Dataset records
-=-=-=-=-

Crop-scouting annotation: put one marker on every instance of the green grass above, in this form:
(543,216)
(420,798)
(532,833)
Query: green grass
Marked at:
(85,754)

-=-=-=-=-

**What you have to do**
Would you give the material above again, complete and exact?

**Result of this exercise**
Crop-scouting annotation: put one marker on every instance of the green grass above, in this form:
(543,216)
(420,798)
(532,833)
Query: green grass
Marked at:
(85,754)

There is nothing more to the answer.